(Labeled contour entries)
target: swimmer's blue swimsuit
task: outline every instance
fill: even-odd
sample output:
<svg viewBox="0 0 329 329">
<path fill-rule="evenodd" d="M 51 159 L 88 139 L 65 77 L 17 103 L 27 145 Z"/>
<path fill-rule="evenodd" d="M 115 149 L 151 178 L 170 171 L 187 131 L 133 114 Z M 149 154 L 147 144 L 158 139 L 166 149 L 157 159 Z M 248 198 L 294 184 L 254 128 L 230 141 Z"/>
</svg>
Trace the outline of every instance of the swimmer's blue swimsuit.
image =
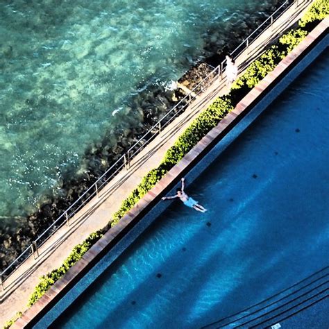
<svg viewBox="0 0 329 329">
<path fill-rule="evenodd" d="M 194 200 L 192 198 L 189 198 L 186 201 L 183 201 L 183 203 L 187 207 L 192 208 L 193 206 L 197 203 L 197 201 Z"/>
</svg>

...

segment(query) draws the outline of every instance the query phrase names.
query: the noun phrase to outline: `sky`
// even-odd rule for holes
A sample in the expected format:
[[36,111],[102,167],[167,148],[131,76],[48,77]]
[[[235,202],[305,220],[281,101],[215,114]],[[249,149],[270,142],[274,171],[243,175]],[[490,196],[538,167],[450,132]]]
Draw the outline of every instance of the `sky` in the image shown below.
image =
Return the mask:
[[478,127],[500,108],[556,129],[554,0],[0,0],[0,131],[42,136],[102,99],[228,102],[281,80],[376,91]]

- _Task to carry out_
Copy the lines running from the one containing "target: swimmer's blue swimsuit" down through the one containing "51 159 L 88", both included, character for character.

- _Exercise answer_
target: swimmer's blue swimsuit
task: outline every instance
fill: even-odd
sample output:
<svg viewBox="0 0 329 329">
<path fill-rule="evenodd" d="M 51 159 L 88 139 L 65 77 L 17 103 L 27 145 Z"/>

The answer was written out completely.